(Stored items)
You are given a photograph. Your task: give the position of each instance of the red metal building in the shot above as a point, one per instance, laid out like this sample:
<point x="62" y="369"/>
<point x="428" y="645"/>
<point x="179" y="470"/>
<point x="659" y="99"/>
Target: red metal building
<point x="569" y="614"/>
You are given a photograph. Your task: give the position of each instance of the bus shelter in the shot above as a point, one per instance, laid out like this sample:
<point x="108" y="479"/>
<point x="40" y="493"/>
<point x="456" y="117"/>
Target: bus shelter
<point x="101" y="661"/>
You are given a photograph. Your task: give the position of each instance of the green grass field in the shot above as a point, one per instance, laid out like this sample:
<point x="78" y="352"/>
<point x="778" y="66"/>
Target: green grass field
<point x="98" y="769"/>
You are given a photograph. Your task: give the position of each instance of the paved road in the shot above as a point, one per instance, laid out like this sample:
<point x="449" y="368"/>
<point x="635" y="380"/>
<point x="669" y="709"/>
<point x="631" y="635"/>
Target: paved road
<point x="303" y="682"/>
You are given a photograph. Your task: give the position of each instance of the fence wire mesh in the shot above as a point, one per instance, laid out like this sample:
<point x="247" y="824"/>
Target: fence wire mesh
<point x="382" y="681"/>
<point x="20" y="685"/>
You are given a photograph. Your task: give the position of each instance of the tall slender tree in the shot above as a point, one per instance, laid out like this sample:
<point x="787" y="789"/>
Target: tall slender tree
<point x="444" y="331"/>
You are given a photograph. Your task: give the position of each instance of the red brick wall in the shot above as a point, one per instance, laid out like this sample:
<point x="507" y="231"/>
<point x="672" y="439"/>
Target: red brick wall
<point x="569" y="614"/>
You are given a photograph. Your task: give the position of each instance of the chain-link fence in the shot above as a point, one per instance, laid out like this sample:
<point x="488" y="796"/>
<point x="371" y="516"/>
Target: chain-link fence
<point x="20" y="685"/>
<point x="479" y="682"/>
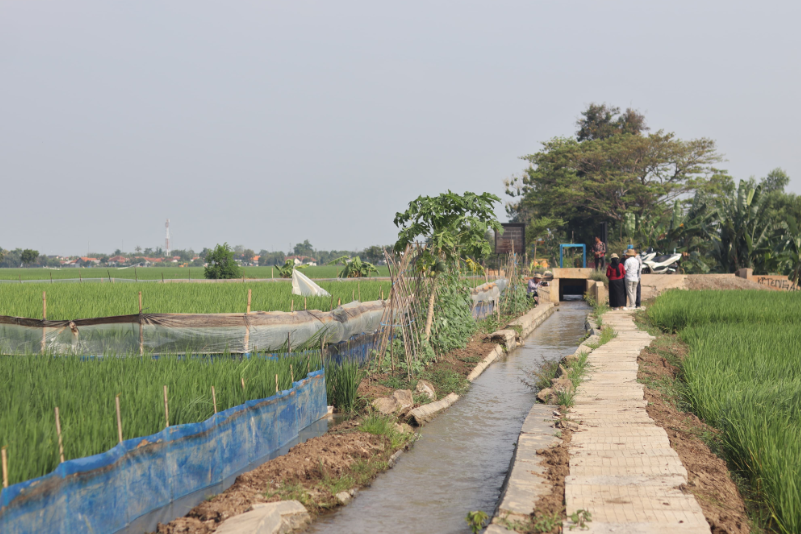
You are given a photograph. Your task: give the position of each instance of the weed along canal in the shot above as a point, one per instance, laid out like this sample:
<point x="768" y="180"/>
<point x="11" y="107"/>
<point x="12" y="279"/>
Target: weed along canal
<point x="461" y="459"/>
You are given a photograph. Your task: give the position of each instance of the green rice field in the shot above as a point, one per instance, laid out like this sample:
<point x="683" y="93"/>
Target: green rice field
<point x="85" y="391"/>
<point x="156" y="273"/>
<point x="743" y="376"/>
<point x="68" y="301"/>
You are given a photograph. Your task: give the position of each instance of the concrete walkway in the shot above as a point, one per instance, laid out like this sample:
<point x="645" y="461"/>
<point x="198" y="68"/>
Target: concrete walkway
<point x="622" y="469"/>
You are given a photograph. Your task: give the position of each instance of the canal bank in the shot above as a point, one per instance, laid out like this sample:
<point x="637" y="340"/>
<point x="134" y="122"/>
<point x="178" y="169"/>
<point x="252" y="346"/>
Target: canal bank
<point x="461" y="459"/>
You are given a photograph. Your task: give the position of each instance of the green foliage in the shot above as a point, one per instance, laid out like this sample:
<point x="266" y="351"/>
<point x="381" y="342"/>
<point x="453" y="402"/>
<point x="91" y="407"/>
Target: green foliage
<point x="354" y="267"/>
<point x="221" y="264"/>
<point x="77" y="301"/>
<point x="475" y="520"/>
<point x="341" y="383"/>
<point x="743" y="376"/>
<point x="451" y="225"/>
<point x="29" y="256"/>
<point x="453" y="319"/>
<point x="84" y="389"/>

→ **Task details**
Turn every line of the listing above into a numbered list, skipping any blank lines. Leave the pictures out of your answer.

→ **Solution below**
1. You are given a photograph. Your task: give the position of each instance of the red metal building in the shot above as a point, one per instance, laid out like this sample:
2. <point x="62" y="369"/>
3. <point x="428" y="645"/>
4. <point x="179" y="470"/>
5. <point x="659" y="99"/>
6. Target: red metal building
7. <point x="569" y="614"/>
8. You are given a photograph. Your task: give the position of each instance of the bus shelter in the shot above as a point, one per instance, laid out like this sample:
9. <point x="108" y="479"/>
10. <point x="40" y="493"/>
11. <point x="456" y="117"/>
12. Target: bus shelter
13. <point x="101" y="661"/>
14. You are given a photograph. Your task: give the position of each instance of the green grass field in the shot above as a point, one per instance, laid out like this sample:
15. <point x="78" y="352"/>
16. <point x="778" y="66"/>
17. Target: green grass field
18. <point x="98" y="769"/>
19. You are given a photograph. Your task: give the position of each instance of the paved road in the shot above as a point, one per instance, laid out like this sample:
20. <point x="449" y="368"/>
21. <point x="635" y="380"/>
22. <point x="669" y="709"/>
23. <point x="631" y="635"/>
24. Target: paved road
25. <point x="303" y="682"/>
26. You are given a photograph. Your task: give the position of each instance of the fence wire mesh in the shot above as a point, one per instance, laid out like this sample:
27. <point x="247" y="824"/>
28. Target: fence wire mesh
29. <point x="382" y="681"/>
30. <point x="20" y="685"/>
31. You are given a photograph. Your task: give the position of each instance of the tall slender tree in the shot above as a point, one per instance, laid out like this sample:
32. <point x="787" y="789"/>
33. Target: tall slender tree
34. <point x="444" y="331"/>
35. You are given a photograph. Your task: give the position of each instance of the red brick wall in the shot above as a point, one per instance, laid out like this sample:
36. <point x="507" y="231"/>
37. <point x="672" y="439"/>
38. Target: red brick wall
39. <point x="569" y="614"/>
40. You are given a photograph. Your task: give the position of each instance of the chain-link fence in the shot above as a point, one per instance, laid out like this sample:
41. <point x="488" y="796"/>
42. <point x="371" y="516"/>
43. Target: chain-link fence
44. <point x="20" y="685"/>
45. <point x="479" y="682"/>
46. You are given a photograph. Your task: give the position of each instance of the weed along canal in the shot above as a point, one per instance, laid out like this sample:
47. <point x="768" y="180"/>
48. <point x="11" y="107"/>
49. <point x="12" y="279"/>
50. Target: weed along canal
51. <point x="461" y="459"/>
52. You are given a photograph. Your task: give the position of each instance of the green rice field in the shot above as a point, one per instance, laid out like this sample:
53. <point x="683" y="93"/>
54. Target: green rice field
55. <point x="85" y="391"/>
56. <point x="156" y="273"/>
57. <point x="743" y="376"/>
58. <point x="68" y="301"/>
59. You are given a photograph. Your task: give the position of each instance of the concrete walkway in the shot above as a point, one per instance, laid out like this sample:
60. <point x="645" y="461"/>
61. <point x="198" y="68"/>
62. Target: concrete walkway
63. <point x="622" y="469"/>
64. You are given a photograph. Your task: give the position of each instance of the canal bank in the shot above as a point, one per instance, laid out like this sample:
65. <point x="637" y="340"/>
66. <point x="134" y="122"/>
67. <point x="178" y="169"/>
68. <point x="252" y="346"/>
69. Target: canal bank
70. <point x="461" y="459"/>
71. You are given a photograph. Your task: give the position of each instance of the green foliage in the shot above as a point, one per instance, laid out like this sample:
72. <point x="266" y="351"/>
73. <point x="381" y="342"/>
74. <point x="453" y="402"/>
75. <point x="91" y="407"/>
76. Target: green foliage
77. <point x="354" y="267"/>
78. <point x="221" y="264"/>
79. <point x="77" y="301"/>
80. <point x="475" y="520"/>
81. <point x="341" y="383"/>
82. <point x="743" y="376"/>
83. <point x="451" y="225"/>
84. <point x="29" y="256"/>
85. <point x="453" y="319"/>
86. <point x="84" y="389"/>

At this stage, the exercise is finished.